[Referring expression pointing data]
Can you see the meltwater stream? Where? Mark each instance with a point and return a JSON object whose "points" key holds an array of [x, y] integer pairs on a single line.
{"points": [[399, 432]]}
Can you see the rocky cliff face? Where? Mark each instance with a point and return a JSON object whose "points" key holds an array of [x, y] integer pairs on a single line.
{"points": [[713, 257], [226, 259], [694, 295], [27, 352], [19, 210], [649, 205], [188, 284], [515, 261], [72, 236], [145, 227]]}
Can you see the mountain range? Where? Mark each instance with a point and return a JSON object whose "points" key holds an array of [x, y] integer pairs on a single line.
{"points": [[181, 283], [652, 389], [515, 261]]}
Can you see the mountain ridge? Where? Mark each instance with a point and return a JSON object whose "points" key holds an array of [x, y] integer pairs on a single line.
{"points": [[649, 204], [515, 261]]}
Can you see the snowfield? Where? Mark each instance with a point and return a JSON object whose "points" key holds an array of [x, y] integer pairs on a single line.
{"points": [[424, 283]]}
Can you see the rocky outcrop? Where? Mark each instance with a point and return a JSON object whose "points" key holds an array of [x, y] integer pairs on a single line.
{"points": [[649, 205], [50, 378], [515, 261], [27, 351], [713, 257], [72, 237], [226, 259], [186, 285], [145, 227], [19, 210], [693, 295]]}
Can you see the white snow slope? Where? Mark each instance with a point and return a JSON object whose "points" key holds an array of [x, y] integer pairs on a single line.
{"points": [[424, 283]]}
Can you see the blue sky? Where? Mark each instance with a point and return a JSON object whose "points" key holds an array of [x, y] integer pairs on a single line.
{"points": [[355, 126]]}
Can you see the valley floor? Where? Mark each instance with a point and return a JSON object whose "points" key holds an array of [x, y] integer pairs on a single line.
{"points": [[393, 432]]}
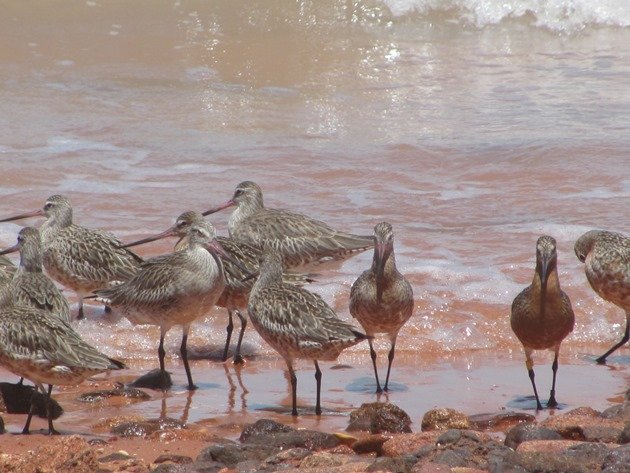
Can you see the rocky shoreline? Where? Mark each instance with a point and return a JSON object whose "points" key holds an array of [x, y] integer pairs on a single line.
{"points": [[378, 438]]}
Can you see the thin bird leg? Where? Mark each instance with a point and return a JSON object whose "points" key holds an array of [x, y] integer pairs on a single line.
{"points": [[31, 411], [318, 379], [626, 337], [228, 329], [238, 359], [554, 367], [529, 363], [161, 354], [293, 379], [51, 429], [390, 358], [184, 352], [373, 355], [80, 316]]}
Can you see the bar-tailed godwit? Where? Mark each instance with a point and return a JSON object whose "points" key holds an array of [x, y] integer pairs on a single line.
{"points": [[381, 299], [606, 258], [296, 323], [80, 258], [173, 289], [44, 348], [30, 286], [237, 284], [7, 270], [542, 316], [299, 239]]}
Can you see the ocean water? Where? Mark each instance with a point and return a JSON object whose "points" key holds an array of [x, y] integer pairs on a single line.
{"points": [[472, 126]]}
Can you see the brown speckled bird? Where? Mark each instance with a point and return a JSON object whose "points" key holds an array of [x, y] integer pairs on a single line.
{"points": [[237, 284], [298, 238], [542, 316], [7, 270], [606, 258], [173, 289], [30, 286], [296, 323], [44, 348], [77, 257], [381, 299]]}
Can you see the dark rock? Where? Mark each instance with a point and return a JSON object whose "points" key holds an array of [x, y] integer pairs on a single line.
{"points": [[172, 458], [614, 412], [582, 458], [175, 468], [16, 398], [450, 436], [378, 418], [263, 427], [602, 433], [274, 434], [392, 465], [154, 379], [444, 419], [499, 421], [144, 428], [199, 466], [617, 461], [231, 454], [496, 459], [293, 455], [373, 443], [116, 456], [122, 391], [520, 433]]}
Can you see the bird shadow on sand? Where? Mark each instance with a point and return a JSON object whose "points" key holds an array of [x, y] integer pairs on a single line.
{"points": [[528, 403], [302, 410], [214, 352], [611, 361], [367, 385]]}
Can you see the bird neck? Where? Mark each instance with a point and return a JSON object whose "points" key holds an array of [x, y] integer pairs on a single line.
{"points": [[31, 259], [549, 292]]}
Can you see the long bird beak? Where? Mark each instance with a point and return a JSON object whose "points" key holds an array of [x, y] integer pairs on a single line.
{"points": [[225, 205], [215, 247], [381, 254], [253, 275], [165, 234], [36, 213], [12, 249], [545, 261]]}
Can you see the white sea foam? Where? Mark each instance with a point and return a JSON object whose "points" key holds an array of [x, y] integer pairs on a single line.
{"points": [[556, 15]]}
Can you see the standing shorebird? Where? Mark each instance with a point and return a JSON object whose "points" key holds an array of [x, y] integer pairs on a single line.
{"points": [[541, 314], [173, 289], [299, 239], [607, 265], [80, 258], [43, 347], [381, 299], [296, 322], [7, 270], [237, 284], [30, 286]]}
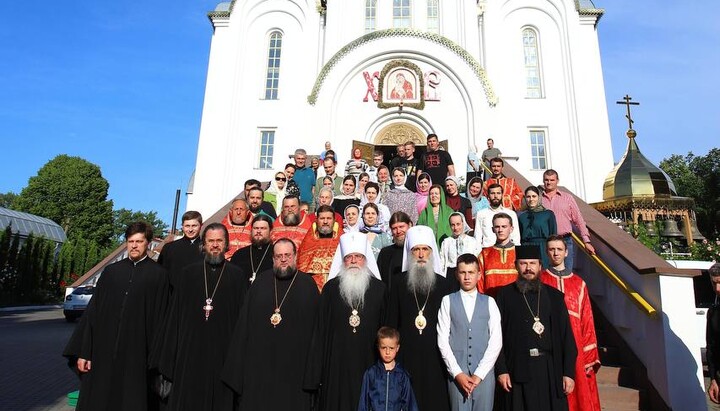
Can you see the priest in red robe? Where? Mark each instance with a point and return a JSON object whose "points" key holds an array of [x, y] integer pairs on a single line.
{"points": [[239, 225], [292, 223], [318, 247], [585, 396], [512, 193], [497, 263]]}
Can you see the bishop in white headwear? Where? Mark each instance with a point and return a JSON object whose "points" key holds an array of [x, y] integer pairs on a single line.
{"points": [[412, 309], [352, 309]]}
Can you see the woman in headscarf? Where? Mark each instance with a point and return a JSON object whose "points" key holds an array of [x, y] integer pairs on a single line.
{"points": [[352, 218], [276, 192], [363, 179], [536, 223], [436, 214], [400, 198], [459, 243], [422, 185], [326, 197], [474, 194], [371, 196], [347, 195], [377, 237]]}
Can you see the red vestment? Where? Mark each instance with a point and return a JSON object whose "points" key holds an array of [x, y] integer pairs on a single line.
{"points": [[316, 254], [497, 269], [239, 235], [585, 396], [512, 194], [293, 233]]}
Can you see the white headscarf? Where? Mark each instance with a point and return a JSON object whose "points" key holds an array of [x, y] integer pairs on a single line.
{"points": [[421, 235], [354, 242]]}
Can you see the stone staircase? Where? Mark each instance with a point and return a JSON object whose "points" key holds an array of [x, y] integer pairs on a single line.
{"points": [[622, 380]]}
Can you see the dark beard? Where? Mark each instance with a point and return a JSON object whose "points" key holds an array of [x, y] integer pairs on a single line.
{"points": [[291, 219], [214, 260], [284, 273], [525, 286], [421, 279]]}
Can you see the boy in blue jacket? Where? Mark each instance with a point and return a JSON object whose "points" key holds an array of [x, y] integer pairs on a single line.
{"points": [[386, 385]]}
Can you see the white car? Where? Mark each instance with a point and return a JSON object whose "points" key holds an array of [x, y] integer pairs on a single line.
{"points": [[76, 302]]}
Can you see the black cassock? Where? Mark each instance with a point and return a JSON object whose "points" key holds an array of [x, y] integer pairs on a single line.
{"points": [[339, 356], [265, 364], [193, 349], [117, 333], [178, 254], [261, 259], [537, 380], [390, 264], [419, 353]]}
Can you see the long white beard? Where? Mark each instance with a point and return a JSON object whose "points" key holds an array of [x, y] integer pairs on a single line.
{"points": [[354, 282], [421, 278]]}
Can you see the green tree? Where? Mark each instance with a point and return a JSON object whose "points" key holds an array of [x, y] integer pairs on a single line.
{"points": [[72, 192], [7, 199], [699, 177], [123, 217]]}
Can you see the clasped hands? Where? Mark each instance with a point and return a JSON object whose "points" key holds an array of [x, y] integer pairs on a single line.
{"points": [[506, 384], [467, 383]]}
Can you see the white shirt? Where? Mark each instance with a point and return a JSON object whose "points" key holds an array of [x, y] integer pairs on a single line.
{"points": [[451, 248], [483, 226], [494, 330]]}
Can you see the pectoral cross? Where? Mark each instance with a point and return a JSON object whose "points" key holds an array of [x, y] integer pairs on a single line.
{"points": [[627, 102], [207, 308]]}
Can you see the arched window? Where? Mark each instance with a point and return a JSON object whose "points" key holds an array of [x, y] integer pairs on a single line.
{"points": [[273, 72], [402, 16], [433, 16], [533, 76], [370, 14]]}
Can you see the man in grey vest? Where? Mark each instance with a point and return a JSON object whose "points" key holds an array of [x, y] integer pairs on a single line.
{"points": [[470, 339]]}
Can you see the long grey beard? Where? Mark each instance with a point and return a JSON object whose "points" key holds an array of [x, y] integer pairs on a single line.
{"points": [[354, 282], [421, 278], [525, 286], [214, 259]]}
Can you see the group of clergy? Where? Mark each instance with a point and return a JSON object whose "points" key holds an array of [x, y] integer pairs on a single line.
{"points": [[199, 331]]}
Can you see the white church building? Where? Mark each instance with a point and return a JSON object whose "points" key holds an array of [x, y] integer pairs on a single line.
{"points": [[287, 74]]}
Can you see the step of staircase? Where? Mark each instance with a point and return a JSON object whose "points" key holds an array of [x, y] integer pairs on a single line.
{"points": [[613, 396]]}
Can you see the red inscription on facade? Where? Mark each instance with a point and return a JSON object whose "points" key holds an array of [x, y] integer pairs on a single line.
{"points": [[370, 81]]}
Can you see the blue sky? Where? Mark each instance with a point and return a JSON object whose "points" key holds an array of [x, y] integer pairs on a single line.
{"points": [[121, 83]]}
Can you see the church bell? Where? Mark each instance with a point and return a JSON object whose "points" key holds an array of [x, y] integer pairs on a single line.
{"points": [[670, 229], [650, 228], [696, 234]]}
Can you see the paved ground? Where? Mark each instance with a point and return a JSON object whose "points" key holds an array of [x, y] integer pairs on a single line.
{"points": [[34, 375]]}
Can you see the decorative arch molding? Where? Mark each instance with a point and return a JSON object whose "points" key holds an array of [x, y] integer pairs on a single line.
{"points": [[397, 133], [382, 34]]}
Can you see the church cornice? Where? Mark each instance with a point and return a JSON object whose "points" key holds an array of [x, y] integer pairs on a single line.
{"points": [[382, 34]]}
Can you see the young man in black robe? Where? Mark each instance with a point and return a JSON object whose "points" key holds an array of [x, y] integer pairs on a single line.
{"points": [[352, 307], [184, 251], [110, 346], [204, 311], [257, 257], [536, 366], [391, 257], [413, 310], [268, 352]]}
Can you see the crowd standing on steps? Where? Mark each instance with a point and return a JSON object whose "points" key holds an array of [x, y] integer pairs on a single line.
{"points": [[398, 286]]}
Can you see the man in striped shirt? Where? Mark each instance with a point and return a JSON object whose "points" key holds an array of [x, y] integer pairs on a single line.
{"points": [[567, 215]]}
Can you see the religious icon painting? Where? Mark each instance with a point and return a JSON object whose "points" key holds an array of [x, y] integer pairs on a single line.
{"points": [[401, 85]]}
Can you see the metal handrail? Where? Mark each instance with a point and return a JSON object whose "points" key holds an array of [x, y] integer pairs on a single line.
{"points": [[633, 295]]}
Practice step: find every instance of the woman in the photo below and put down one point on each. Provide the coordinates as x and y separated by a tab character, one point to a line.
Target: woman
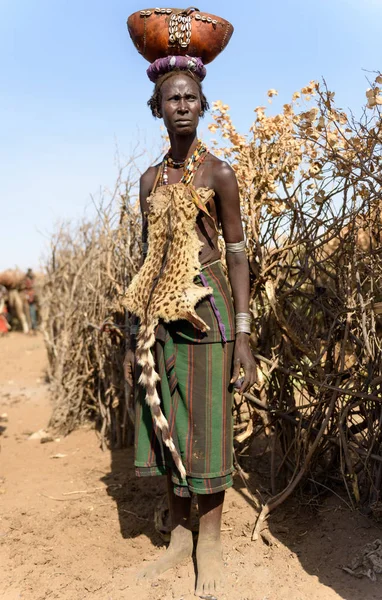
197	369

Try it:
Please return, exactly and with pictures omitted, the lines from the line holding "Can you see the metal" through the end of the data above, inclusive.

Solution to this task:
Can you see the metal handrail? Where? Mark each instance with a point and return a JSON object whose "points" key holds an array of [x, y] integer pairs on a single line.
{"points": [[633, 295]]}
Practice step: find every instance of the woman in the photo below and put down one point on each. Provide the coordinates as x and y separated by a tab character, one point to a line.
Target: woman
197	369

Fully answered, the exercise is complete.